** start Given records **
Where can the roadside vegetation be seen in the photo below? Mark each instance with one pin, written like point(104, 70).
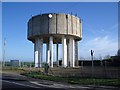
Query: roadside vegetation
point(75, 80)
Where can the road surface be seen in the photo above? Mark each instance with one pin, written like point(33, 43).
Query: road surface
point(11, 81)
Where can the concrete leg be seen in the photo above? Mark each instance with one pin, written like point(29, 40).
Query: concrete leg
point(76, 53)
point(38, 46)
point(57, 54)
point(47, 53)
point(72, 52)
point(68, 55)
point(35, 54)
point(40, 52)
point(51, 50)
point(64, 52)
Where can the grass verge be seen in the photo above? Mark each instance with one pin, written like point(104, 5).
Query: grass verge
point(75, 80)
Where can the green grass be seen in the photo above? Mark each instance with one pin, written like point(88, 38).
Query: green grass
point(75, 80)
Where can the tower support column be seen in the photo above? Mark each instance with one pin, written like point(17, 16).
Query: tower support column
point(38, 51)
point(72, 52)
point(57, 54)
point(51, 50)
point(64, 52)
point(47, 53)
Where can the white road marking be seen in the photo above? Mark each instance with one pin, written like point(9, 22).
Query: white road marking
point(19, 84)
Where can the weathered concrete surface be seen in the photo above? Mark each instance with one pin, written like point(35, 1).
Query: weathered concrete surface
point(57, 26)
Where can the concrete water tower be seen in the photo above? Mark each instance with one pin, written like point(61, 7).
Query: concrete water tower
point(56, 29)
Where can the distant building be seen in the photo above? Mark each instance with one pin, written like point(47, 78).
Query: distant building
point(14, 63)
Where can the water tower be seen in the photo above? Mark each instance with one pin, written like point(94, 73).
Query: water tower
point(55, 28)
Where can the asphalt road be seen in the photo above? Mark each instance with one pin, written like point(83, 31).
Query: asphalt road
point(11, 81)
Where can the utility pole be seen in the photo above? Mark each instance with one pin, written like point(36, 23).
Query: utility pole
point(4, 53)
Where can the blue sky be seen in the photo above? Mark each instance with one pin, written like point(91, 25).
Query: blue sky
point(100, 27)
** end Given records **
Please recast the lines above as a JSON list of strings, one string for each line. Skip blank lines and leave the pictures out.

> **Complete answer**
[
  "Where can the roadside vegetation be seen in the photo below? Mark each instance with one pin, written like point(104, 70).",
  "Query: roadside vegetation",
  "point(75, 80)",
  "Where can the road surface be seen in the photo above? Mark each instance with one pin, written like point(33, 43).",
  "Query: road surface",
  "point(11, 81)",
  "Where can the concrete leg be seen in the photo above? Mark each instance with one pin, written like point(29, 40).",
  "Query: concrete leg",
  "point(76, 53)",
  "point(38, 46)",
  "point(57, 54)",
  "point(47, 53)",
  "point(72, 52)",
  "point(68, 55)",
  "point(35, 54)",
  "point(40, 52)",
  "point(51, 50)",
  "point(64, 52)",
  "Where can the grass verge be seen in the photo above? Mark each instance with one pin, written like point(104, 5).",
  "Query: grass verge",
  "point(75, 80)",
  "Where can the green grass be seen in the photo above? Mark each instance with one pin, written like point(88, 38).",
  "Query: green grass",
  "point(75, 80)",
  "Where can the tower support column be seen in the photo above? Mark each instance with one pin, written like point(17, 16).",
  "Query: tower support column",
  "point(38, 51)",
  "point(72, 52)",
  "point(57, 54)",
  "point(51, 50)",
  "point(64, 52)",
  "point(47, 53)",
  "Where can the white road marking be seen in the photo above? Mark each instance with one pin, written like point(9, 22).",
  "Query: white road marking",
  "point(19, 84)",
  "Where can the weathered concrete surface be seen in the photo above? Mark each instance with one pin, written like point(35, 1).",
  "Query: weathered concrete surface",
  "point(57, 26)",
  "Where can the concrete water tower be seen in the photo above? Mark each instance with one pin, written like point(61, 7).",
  "Query: concrete water tower",
  "point(56, 29)",
  "Where can the distant building be seen in the photo above? Mark each instance with one pin, written like point(47, 78).",
  "Query: distant building",
  "point(14, 63)",
  "Where can the water tower be seen in the photo above? Mark each instance with one pin, written like point(94, 73).",
  "Query: water tower",
  "point(55, 28)",
  "Where can the asphalt road be seen in the photo above? Mark each instance with one pin, written like point(83, 31).",
  "Query: asphalt road",
  "point(11, 81)",
  "Where can the utility pole be seen in the photo above? Mark each instance with one pin, written like point(36, 23).",
  "Query: utility pole",
  "point(4, 53)",
  "Where can the blue sky be seen in the photo above? Mark each instance with one pin, written like point(91, 25).",
  "Query: blue sky",
  "point(100, 27)"
]